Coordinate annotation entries
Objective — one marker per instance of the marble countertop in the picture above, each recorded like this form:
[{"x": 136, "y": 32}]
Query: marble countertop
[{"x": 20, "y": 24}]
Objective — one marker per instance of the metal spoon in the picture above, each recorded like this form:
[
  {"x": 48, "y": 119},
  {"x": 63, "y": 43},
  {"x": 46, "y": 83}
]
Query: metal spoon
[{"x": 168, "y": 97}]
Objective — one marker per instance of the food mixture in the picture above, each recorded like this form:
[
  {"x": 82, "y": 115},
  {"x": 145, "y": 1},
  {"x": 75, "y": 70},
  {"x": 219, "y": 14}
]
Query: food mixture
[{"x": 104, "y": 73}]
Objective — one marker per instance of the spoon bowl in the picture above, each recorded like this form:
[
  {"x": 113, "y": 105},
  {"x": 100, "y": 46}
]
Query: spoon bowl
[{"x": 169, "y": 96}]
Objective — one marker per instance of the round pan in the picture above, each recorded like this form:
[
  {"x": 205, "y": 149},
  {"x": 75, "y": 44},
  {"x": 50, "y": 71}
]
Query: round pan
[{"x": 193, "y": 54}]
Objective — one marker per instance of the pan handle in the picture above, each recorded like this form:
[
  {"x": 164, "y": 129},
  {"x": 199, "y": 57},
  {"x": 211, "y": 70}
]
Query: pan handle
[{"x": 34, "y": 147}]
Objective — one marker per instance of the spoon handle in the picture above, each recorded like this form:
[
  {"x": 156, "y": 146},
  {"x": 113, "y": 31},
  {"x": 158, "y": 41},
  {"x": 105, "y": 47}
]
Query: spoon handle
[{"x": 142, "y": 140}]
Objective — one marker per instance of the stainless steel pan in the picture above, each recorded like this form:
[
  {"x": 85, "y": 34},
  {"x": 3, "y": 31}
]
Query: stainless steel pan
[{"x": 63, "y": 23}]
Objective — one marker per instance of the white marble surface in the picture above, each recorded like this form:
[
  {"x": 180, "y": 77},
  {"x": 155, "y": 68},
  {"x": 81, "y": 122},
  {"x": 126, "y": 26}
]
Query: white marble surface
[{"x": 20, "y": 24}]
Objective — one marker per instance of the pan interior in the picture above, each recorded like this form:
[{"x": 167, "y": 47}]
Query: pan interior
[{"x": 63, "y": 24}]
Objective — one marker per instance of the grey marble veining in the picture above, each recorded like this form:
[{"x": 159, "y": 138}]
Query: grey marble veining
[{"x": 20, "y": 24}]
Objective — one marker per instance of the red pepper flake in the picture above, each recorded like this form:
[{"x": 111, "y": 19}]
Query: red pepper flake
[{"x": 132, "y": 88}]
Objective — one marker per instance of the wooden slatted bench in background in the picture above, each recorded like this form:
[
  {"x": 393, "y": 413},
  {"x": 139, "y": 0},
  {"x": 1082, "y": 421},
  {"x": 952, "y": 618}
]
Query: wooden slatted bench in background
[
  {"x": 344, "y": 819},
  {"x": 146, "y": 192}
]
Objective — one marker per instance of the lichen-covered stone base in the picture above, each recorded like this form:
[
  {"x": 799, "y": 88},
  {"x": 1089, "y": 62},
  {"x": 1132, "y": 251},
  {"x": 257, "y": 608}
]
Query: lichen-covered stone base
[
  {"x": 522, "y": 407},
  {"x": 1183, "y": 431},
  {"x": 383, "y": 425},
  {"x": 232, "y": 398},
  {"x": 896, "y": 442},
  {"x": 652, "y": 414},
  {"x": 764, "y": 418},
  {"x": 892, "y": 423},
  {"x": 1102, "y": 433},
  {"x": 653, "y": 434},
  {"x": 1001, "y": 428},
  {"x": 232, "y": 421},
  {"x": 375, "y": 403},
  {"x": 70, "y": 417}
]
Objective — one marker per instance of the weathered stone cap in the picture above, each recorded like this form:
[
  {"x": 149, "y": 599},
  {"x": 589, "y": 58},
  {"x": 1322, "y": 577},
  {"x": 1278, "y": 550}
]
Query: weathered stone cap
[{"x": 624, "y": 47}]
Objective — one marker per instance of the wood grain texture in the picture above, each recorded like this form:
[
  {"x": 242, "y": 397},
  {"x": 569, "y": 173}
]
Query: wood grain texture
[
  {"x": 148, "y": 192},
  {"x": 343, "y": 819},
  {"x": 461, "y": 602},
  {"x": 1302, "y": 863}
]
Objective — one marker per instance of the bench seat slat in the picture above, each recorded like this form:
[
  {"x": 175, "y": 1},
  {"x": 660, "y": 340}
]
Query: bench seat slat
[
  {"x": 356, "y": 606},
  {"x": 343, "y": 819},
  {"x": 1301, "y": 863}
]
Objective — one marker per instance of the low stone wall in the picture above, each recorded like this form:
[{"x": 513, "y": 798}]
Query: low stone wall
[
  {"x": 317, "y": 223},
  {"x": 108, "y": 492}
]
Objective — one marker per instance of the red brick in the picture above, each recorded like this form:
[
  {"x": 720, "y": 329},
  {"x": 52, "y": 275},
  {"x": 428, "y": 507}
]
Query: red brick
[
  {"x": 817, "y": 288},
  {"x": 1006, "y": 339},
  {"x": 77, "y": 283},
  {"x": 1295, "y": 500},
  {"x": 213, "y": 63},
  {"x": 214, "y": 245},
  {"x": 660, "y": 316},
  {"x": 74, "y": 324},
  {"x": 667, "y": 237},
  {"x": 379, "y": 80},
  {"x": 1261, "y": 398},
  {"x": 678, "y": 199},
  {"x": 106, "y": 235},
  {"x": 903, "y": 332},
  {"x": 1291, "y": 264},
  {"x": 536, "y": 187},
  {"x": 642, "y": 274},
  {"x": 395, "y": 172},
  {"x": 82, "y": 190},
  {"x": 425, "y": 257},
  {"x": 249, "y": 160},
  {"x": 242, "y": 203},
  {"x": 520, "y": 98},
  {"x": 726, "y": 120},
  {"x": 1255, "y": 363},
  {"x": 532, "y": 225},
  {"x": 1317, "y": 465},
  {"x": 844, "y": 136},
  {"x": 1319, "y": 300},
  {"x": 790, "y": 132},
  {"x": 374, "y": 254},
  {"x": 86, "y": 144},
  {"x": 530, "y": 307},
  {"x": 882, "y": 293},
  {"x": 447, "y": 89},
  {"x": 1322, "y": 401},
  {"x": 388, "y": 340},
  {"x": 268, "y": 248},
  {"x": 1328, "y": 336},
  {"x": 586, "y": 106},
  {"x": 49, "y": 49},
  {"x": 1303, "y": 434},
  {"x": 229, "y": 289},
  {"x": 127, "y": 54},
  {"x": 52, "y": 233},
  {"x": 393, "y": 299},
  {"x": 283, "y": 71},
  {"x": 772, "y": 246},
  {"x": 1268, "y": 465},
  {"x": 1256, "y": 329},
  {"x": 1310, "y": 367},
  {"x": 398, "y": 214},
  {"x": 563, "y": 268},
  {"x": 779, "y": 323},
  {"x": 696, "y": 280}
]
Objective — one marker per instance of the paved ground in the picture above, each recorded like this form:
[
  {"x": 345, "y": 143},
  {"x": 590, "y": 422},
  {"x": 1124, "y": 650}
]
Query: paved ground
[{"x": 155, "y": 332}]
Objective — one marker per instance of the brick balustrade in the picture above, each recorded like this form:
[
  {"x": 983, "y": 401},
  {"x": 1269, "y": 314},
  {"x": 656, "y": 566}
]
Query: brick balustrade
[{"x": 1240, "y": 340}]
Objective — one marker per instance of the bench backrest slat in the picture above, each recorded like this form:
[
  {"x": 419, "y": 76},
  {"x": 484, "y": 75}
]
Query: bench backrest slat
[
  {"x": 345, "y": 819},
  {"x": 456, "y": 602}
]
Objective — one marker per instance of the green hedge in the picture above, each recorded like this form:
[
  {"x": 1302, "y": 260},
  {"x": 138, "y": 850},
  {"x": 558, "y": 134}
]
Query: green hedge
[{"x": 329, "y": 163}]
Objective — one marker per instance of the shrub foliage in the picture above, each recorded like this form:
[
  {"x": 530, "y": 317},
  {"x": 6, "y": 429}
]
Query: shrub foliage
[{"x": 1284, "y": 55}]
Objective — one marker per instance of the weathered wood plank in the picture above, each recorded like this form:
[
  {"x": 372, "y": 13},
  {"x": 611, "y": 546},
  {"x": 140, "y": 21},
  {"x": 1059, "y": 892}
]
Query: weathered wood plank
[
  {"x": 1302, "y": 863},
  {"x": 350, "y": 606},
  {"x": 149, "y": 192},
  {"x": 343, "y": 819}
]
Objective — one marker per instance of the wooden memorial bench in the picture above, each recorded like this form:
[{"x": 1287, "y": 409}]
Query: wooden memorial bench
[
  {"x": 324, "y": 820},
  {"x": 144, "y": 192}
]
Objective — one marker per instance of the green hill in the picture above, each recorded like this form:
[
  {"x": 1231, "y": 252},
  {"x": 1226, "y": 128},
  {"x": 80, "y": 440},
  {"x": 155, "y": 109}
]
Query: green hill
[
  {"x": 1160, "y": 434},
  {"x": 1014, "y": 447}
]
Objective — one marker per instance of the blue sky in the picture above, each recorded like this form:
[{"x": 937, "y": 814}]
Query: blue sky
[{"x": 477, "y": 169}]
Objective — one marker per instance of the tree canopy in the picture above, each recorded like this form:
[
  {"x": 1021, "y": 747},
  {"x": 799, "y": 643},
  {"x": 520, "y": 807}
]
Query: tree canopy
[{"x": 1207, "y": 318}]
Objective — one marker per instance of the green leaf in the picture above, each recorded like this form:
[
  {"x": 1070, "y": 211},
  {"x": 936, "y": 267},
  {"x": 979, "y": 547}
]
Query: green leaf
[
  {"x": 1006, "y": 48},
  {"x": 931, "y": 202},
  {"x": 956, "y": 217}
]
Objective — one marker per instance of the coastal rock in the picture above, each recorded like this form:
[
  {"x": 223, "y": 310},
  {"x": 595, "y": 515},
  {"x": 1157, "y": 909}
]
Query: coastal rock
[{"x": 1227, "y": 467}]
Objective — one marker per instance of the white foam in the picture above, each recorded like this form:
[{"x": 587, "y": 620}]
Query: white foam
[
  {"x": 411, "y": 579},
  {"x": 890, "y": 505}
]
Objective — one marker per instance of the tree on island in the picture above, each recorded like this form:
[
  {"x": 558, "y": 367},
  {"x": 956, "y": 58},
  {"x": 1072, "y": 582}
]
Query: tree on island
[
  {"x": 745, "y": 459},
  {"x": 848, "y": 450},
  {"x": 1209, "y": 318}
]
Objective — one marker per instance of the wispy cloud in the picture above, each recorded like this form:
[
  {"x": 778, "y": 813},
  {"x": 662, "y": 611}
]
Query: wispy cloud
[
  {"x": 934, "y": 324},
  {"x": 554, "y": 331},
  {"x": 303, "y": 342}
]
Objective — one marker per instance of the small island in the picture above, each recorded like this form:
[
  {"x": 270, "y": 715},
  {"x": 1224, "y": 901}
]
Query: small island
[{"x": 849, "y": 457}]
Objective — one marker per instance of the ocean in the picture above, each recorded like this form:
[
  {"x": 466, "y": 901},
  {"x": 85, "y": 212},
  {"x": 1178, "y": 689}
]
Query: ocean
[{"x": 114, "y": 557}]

_THE TASK_
Duplicate the listing word for word, beginning at the line that contains "Objective — one marker per instance of the tree on" and continuing through the last line of the listing.

_EXERCISE SOLUTION_
Objective — one marker per instance of the tree on island in the picture above, each recorded like this form:
[
  {"x": 558, "y": 367},
  {"x": 956, "y": 58},
  {"x": 1072, "y": 582}
]
Query: tree on island
[
  {"x": 745, "y": 459},
  {"x": 848, "y": 450},
  {"x": 1209, "y": 318}
]
Objective — one marker per instance of the wispy cloud in the picture above, each recorded like this form:
[
  {"x": 778, "y": 813},
  {"x": 662, "y": 611}
]
Query: wispy cloud
[
  {"x": 934, "y": 324},
  {"x": 554, "y": 331},
  {"x": 303, "y": 342}
]
Objective — one marker per instance of the small island in the picture above, each recorded like this form:
[
  {"x": 270, "y": 715},
  {"x": 1224, "y": 901}
]
Query: small island
[{"x": 849, "y": 457}]
Objective — one marker per instance of the ocean in the picture above, each recorded like this form:
[
  {"x": 466, "y": 901},
  {"x": 85, "y": 212},
  {"x": 1178, "y": 689}
]
Query: ocean
[{"x": 114, "y": 557}]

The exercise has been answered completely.